Commonwealth Court of Pennsylvania
Mar 31, 1997
691 A.2d 1016 (Pa. Cmmw. Ct. 1997)

Summary

In Beardsley, we analyzed the definition of compensation and the enumerated exclusions to determine if certain contractual incentive payments qualified for inclusion in the final average salary.

Summary of this case from Czarnecki v. State Emps.' Ret. Bd.

Opinion

Argued December 11, 1996.

Decided March 31, 1997.

Appeal from the State Agency State Employes' Retirement Board, No. 1992-11 (a-mm).

Elliot A. Strokoff, Harrisburg, and W. Thomas McGough, Jr., Pittsburgh, for petitioners.

Harold Dunbar, Harrisburg, for respondent.

Before COLINS, President Judge, and DOYLE, PELLEGRINI, FRIEDMAN, KELLEY, FLAHERTY, and LEADBETTER, JJ.


Petitioners, thirty-nine present and former senior management employees of the Pennsylvania Higher Education Assistance Agency (PHEAA), appeal from the order of the State Employes' Retirement Board (Board) which determined that payments made pursuant to PHEAA's Executive Marketing Incentive Program (EMIP) were not compensation under the Pennsylvania State Employees' Retirement Code (Code). The questions presented are: (1) whether payments, which PHEAA began making to its senior management employees in 1987 pursuant to EMIP, are covered compensation under the Code; (2) whether payments made to employees for annual leave entitlements, which were about to lapse, are compensation under the Code; and (3) whether Petitioner Reeher's application for retirement, which he filed on December 31, 1991, in the midst of uncertainty as to what the Board would decide with respect to EMIP payments, qualify him for the ten percent, "Mellow" early retirement incentive ("Mellow incentive") under section 5302(c) of the Code. For the reasons that follow, we reverse in part and affirm in part.

§ Tasks to carry out:
1 - From the court opinion, print the part that begins at the words "Argued December 11, 1996." and stops after "Pittsburgh, for petitioners.".
2 - Based on the court opinion, do these statements agree with it? Answer yes or no for each, quoting the words that decide it: (a) The petitioners were thirty-nine senior management employees, present and former, of PHEAA. (b) The case was argued in March 1997. (c) The court reversed the Board's order in full.
3 - Sum up the court opinion in two sentences.

§ Entries shown:

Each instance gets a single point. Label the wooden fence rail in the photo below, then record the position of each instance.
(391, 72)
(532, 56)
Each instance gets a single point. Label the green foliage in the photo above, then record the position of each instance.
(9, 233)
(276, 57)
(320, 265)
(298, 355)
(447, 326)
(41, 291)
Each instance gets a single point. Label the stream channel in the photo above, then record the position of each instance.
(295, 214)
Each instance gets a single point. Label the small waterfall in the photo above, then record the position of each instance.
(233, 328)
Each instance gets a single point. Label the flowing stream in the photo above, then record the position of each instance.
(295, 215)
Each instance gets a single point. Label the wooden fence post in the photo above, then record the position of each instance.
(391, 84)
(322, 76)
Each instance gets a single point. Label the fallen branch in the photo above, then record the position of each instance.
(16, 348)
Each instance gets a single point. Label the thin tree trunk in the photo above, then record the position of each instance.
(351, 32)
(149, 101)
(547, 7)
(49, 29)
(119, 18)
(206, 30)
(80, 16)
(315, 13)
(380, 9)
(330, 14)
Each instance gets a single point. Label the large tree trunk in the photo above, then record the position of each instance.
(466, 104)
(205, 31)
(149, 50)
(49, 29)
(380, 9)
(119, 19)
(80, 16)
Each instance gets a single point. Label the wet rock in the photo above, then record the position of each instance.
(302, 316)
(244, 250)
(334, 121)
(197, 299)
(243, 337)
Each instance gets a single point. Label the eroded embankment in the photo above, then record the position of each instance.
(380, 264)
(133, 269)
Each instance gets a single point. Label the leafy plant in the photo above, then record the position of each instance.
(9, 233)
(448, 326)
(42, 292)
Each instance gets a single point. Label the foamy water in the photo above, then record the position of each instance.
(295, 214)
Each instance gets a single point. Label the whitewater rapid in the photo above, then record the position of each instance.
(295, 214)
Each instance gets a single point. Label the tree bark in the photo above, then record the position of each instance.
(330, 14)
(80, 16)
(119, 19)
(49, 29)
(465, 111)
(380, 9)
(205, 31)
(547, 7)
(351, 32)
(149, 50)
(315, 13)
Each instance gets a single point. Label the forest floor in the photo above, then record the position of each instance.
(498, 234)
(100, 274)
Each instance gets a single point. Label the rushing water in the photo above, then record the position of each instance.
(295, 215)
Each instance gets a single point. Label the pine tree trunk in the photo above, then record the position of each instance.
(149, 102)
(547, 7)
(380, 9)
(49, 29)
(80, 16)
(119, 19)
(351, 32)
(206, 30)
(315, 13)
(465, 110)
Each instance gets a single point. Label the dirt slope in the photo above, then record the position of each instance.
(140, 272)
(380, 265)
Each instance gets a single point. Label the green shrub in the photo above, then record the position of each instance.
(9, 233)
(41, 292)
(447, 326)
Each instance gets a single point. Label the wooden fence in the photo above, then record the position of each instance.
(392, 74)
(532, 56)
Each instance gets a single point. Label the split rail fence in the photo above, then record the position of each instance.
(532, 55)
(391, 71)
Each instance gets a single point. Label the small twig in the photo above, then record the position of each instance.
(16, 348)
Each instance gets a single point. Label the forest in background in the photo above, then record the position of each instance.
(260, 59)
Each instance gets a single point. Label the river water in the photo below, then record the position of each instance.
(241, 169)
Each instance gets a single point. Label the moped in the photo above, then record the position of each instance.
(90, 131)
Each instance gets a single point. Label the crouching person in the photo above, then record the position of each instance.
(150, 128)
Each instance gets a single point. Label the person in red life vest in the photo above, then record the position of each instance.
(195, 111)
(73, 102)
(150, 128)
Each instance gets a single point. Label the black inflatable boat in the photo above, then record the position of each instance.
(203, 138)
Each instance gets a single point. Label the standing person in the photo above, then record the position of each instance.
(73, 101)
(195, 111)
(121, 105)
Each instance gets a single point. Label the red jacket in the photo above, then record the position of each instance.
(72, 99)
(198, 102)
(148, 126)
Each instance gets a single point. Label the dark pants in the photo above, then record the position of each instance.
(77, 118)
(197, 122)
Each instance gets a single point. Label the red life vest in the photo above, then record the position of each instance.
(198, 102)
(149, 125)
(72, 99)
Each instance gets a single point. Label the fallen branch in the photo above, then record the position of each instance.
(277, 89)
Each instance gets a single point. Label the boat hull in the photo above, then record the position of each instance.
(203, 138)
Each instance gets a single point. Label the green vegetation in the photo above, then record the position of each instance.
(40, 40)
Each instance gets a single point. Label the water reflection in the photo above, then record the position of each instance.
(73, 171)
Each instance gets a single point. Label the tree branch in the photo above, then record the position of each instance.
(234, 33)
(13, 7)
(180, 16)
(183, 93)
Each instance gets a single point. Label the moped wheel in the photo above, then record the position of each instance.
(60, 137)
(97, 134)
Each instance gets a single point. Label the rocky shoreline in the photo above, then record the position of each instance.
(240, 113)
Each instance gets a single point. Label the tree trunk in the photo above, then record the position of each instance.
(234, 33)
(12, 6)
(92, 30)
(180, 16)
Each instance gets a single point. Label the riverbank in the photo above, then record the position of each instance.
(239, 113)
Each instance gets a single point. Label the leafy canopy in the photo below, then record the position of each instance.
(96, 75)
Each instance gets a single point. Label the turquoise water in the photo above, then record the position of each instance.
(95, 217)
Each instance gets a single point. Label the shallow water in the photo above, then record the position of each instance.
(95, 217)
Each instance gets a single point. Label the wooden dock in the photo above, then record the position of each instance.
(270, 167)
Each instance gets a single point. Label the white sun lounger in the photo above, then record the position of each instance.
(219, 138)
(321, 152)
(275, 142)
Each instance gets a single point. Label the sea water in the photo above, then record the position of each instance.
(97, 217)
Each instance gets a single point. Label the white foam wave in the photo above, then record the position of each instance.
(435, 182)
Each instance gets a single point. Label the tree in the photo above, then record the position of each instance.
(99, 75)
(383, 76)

§ Answers to the exercises:
1 -
Argued December 11, 1996.

Decided March 31, 1997.

Appeal from the State Agency State Employes' Retirement Board, No. 1992-11 (a-mm).

Elliot A. Strokoff, Harrisburg, and W. Thomas McGough, Jr., Pittsburgh, for petitioners.

2 -
(a) Yes: "Petitioners, thirty-nine present and former senior management employees of the Pennsylvania Higher Education Assistance Agency (PHEAA)"
(b) No: "Argued December 11, 1996."
(c) No: "we reverse in part and affirm in part."

3 - Thirty-nine present and former senior management employees of PHEAA appealed a State Employes' Retirement Board order finding that payments under PHEAA's Executive Marketing Incentive Program were not compensation under the Pennsylvania State Employees' Retirement Code. The court weighed those payments, payments for annual leave that was about to lapse, and whether Petitioner Reeher qualified for the "Mellow" early retirement incentive, and it reversed in part and affirmed in part.